→ Task prompt
In the entries below, find the line containing "Practice. Find the black street". Copy it and all lines after it, exactly, through the end.

(Beginning of Records provided)

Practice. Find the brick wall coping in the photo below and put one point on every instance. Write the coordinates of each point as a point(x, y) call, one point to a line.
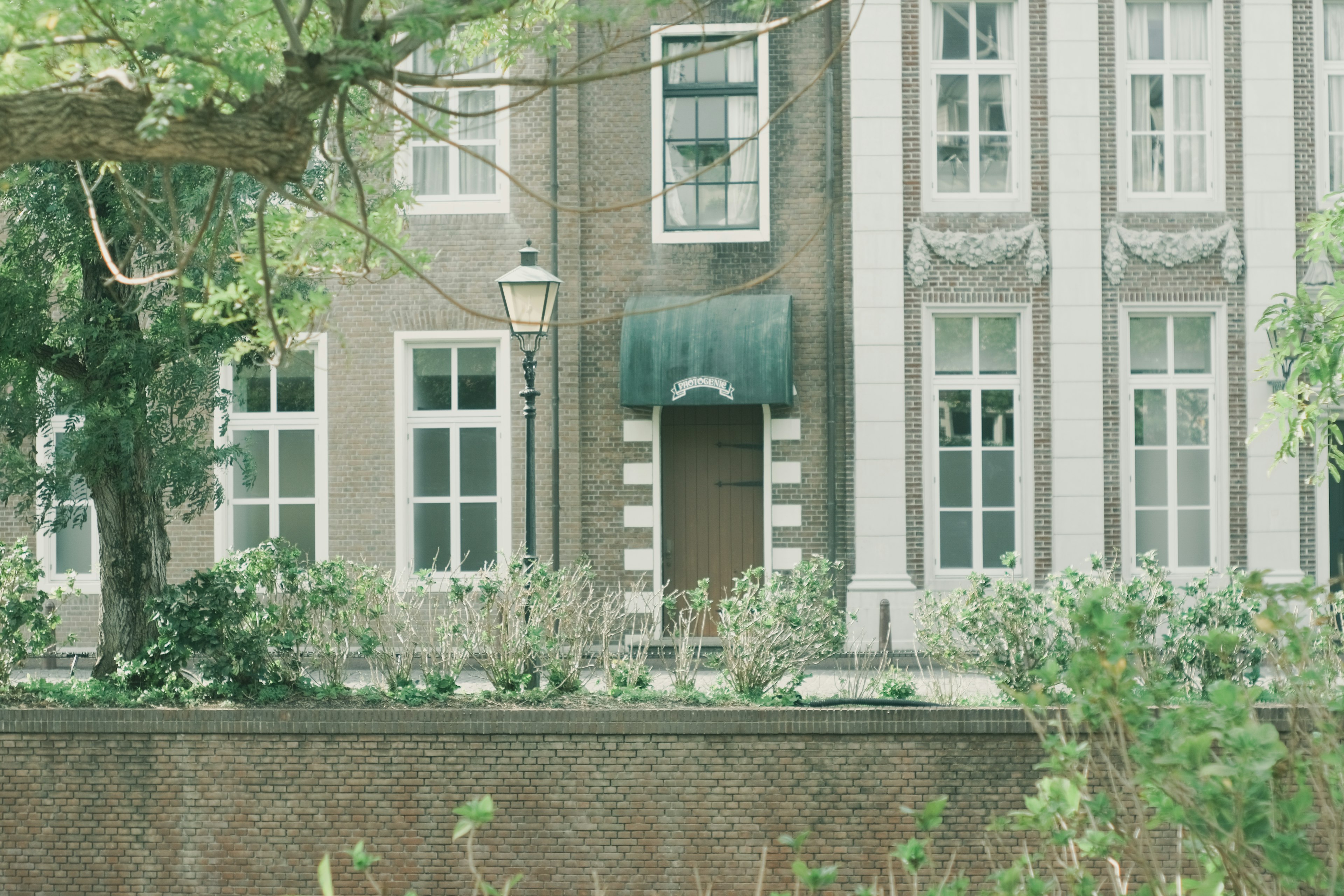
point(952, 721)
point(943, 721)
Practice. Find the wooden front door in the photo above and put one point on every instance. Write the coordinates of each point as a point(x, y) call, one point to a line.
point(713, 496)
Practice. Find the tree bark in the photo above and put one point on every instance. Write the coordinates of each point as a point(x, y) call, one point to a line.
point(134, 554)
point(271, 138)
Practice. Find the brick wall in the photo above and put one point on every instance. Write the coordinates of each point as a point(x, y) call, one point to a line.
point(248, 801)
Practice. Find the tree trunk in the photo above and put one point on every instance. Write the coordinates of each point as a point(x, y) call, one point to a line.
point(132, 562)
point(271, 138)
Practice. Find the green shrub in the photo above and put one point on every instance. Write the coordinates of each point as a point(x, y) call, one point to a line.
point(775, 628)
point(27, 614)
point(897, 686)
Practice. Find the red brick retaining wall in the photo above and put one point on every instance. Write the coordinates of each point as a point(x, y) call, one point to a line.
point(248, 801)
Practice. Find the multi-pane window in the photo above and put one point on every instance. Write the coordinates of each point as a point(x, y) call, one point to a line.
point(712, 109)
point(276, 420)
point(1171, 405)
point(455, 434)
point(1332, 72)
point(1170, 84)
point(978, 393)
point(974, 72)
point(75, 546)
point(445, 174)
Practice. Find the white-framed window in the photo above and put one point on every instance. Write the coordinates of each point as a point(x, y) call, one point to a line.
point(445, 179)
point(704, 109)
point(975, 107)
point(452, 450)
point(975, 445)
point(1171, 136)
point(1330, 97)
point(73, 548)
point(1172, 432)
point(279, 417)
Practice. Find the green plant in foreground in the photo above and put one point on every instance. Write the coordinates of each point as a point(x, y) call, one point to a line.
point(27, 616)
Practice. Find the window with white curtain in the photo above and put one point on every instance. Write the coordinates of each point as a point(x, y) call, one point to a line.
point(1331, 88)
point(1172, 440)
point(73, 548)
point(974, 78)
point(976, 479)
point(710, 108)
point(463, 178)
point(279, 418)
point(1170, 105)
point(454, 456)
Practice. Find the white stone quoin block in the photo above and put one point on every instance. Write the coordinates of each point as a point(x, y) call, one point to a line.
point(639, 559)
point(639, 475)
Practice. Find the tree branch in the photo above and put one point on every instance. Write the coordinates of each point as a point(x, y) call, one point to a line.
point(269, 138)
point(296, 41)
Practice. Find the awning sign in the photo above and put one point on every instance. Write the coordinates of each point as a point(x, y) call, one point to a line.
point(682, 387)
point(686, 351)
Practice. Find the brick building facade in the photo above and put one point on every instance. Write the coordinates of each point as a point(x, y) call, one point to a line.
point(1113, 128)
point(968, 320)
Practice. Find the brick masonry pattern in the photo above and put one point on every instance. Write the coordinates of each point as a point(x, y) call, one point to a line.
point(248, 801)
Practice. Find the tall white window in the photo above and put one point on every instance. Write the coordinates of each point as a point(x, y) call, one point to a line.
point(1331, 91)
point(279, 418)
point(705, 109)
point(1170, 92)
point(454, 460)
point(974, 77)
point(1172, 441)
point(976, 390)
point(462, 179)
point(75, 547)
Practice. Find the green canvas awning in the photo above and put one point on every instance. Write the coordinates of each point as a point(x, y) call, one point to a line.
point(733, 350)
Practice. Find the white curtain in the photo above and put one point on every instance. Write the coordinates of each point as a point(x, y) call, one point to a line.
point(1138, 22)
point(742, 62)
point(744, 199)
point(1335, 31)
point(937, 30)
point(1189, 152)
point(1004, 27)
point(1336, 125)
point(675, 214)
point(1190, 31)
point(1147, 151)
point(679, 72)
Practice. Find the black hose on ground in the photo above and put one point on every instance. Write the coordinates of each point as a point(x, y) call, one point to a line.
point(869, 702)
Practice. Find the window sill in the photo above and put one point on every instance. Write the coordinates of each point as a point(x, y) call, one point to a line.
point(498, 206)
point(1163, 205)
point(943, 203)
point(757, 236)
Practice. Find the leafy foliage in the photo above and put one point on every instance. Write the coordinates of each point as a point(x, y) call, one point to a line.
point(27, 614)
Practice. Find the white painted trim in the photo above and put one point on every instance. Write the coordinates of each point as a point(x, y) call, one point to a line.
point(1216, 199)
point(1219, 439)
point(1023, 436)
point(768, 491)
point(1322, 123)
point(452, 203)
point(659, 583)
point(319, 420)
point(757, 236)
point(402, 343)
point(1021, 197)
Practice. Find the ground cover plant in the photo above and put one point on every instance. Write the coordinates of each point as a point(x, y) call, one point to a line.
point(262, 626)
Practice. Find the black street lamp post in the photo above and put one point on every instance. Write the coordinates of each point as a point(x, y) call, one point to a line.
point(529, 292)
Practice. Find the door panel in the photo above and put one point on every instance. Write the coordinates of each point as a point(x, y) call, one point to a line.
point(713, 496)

(End of Records provided)

→ Task output
Practice. Find the black street lamp post in the photo above and put one point on every instance. Write the coordinates of each point as a point(x, y) call, one point to a line.
point(529, 292)
Practice. Find the door panel in the photo above and put one point on every instance. Write the coordinates of each point as a point(x, y) call, one point to a line.
point(713, 496)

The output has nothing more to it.